**Required work:** Count the lines of the records below that contain the string "concrete", treating uppercase and lowercase as different. Reply with the number alone.
===== Material for the task =====
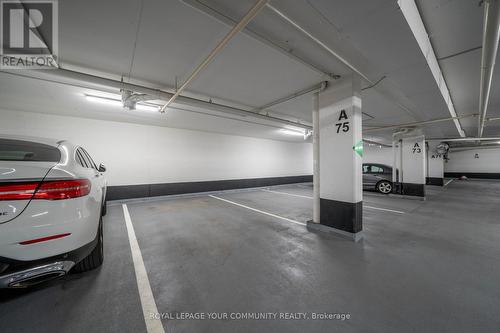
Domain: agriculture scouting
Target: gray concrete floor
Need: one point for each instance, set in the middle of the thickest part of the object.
(432, 268)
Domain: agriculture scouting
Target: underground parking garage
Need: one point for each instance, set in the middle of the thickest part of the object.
(249, 166)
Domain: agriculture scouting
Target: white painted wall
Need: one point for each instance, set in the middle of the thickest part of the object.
(374, 154)
(142, 154)
(435, 163)
(488, 161)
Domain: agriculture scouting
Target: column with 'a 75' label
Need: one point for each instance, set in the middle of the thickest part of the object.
(341, 152)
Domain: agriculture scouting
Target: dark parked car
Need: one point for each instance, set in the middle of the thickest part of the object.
(377, 177)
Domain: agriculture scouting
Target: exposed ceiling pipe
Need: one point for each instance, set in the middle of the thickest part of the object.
(233, 32)
(229, 21)
(316, 88)
(340, 58)
(371, 142)
(461, 139)
(412, 16)
(151, 92)
(417, 123)
(491, 35)
(319, 42)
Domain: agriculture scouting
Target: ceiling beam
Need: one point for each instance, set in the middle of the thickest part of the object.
(414, 20)
(233, 32)
(491, 34)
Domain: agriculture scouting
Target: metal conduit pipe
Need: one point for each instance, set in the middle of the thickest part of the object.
(233, 32)
(463, 139)
(319, 42)
(153, 93)
(316, 157)
(316, 88)
(418, 123)
(491, 35)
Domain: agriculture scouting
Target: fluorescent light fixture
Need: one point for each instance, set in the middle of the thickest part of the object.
(147, 107)
(291, 132)
(103, 100)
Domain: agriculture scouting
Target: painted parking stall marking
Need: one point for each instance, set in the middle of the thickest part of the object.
(146, 294)
(258, 211)
(364, 206)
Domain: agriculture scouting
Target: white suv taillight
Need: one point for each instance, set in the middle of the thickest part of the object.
(47, 190)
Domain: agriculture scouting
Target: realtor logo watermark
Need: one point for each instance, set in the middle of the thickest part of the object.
(29, 34)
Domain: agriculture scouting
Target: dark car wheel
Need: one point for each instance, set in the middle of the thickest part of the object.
(384, 187)
(95, 258)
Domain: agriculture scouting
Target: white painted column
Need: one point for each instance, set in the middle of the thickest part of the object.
(435, 165)
(413, 165)
(341, 150)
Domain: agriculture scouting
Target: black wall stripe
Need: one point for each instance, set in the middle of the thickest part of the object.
(153, 190)
(342, 215)
(434, 181)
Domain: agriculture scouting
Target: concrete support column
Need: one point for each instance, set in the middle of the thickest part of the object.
(412, 167)
(340, 151)
(435, 165)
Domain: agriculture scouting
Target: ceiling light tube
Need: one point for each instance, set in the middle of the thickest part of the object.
(147, 107)
(291, 132)
(104, 100)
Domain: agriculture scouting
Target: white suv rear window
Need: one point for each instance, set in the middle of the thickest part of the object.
(18, 150)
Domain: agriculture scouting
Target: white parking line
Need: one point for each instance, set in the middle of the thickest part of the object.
(290, 194)
(148, 303)
(365, 206)
(384, 209)
(257, 210)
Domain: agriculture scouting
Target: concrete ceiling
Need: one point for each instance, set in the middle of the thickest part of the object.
(171, 37)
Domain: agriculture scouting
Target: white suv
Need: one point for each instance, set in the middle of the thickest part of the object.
(52, 199)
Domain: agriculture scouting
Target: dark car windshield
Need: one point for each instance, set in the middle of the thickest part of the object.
(18, 150)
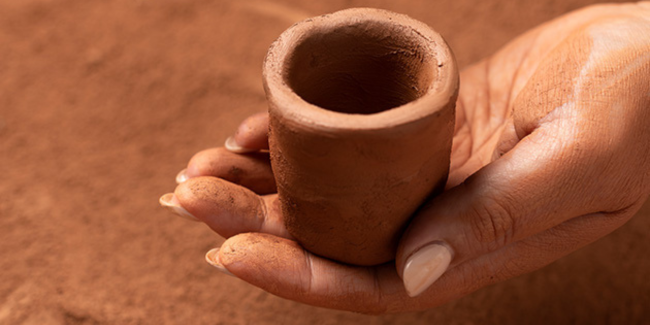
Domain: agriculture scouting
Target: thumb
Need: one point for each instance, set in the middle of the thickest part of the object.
(537, 185)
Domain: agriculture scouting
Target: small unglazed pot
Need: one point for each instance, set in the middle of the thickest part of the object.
(361, 106)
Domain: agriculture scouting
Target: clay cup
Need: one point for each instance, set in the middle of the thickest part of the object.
(361, 106)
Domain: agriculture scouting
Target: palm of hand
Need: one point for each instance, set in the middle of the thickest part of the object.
(523, 147)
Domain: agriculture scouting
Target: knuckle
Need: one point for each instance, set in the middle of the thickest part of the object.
(493, 224)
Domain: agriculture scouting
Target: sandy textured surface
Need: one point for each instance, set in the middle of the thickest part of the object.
(103, 102)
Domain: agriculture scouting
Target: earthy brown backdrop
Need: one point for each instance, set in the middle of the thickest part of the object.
(103, 102)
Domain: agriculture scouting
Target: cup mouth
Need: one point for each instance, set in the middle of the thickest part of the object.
(290, 92)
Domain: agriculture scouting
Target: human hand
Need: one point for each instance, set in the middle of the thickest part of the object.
(550, 153)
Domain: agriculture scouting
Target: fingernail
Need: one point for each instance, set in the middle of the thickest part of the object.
(212, 257)
(232, 146)
(182, 176)
(170, 202)
(424, 267)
=====
**Expected answer:** 3